__Written task__: Repeat the listing below word for word, from the line containing "Thank you for the photo. Could you pin the white long" through the line containing "Target: dark belt". Give only those lines.

-- start --

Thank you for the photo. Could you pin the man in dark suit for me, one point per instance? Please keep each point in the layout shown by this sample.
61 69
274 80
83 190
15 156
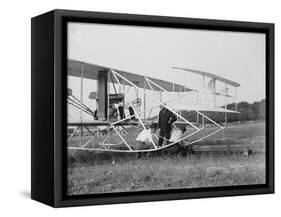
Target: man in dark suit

-- end --
-- start --

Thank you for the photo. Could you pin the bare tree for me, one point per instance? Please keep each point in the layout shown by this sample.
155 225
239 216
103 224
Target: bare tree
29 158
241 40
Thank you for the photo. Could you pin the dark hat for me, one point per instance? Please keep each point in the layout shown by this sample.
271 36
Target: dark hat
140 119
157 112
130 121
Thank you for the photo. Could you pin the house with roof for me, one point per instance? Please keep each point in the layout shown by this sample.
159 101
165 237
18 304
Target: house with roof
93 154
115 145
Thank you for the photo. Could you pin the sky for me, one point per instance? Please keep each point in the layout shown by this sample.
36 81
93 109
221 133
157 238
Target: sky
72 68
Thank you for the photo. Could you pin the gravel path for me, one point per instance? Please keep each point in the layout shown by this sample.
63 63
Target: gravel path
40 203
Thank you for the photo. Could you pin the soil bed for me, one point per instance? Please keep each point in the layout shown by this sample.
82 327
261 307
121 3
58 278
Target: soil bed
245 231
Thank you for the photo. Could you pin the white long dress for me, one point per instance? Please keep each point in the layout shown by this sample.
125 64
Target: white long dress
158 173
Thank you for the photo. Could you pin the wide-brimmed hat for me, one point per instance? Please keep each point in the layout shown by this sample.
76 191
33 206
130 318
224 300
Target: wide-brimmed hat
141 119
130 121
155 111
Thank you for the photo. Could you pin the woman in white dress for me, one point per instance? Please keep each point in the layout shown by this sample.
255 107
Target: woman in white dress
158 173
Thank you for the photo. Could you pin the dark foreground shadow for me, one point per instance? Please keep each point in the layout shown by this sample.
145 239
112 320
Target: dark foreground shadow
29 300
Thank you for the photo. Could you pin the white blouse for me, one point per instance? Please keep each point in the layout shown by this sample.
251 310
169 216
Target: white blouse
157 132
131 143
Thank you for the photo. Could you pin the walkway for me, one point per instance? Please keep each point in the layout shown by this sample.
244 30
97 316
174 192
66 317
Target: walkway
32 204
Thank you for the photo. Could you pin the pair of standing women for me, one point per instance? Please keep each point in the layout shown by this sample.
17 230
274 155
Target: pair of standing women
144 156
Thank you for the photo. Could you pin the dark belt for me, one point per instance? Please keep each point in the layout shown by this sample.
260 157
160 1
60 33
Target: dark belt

-- end --

__Expected answer__:
Thank you for the photo. Could you pin the white long dress for me, one point per instance? Please keep each point in the layout shown by this sample.
125 64
Target: white long dress
158 173
Thank you for the photo. Could you pin the wide-brimmed hat for me, one point per instance? Please keep each point in the layout shown by this sample.
76 191
33 206
130 318
224 300
Target: wide-brimmed hat
141 119
130 121
155 111
Thank you for the photo. Could you pin the woman in white dress for me, one point per instance? Please keep each point in the layout shown by this sample.
255 107
Target: woman in white dress
158 173
Thank you for the photo. Could you pin the dark foreground shadow for me, one point per instance? Please keep each point in the layout shown by this sample.
145 239
112 320
Target: dark foreground shadow
29 300
Thank you for the photo. Could you pin the white blouse for me, one point per instance? Please keep each point in the layout shown by this sample.
251 310
169 216
Target: white blouse
157 132
131 143
Thank you for the photo. Could you pin the walkway for me, one point per instance? Please keep each point in the layout shown by this sample.
244 30
97 316
174 192
66 317
Target: walkway
32 204
Thank you for the photo. Could you pin the pair of standing women for me, one point per instance? Please keep each point in the layout shown by this sample.
17 230
274 155
Target: pair of standing women
144 156
Thank you for the photo. Could you pin the dark belt for me, one point per instance? Please keep each point in the layout shown by this sample.
260 157
160 1
60 33
Target: dark belt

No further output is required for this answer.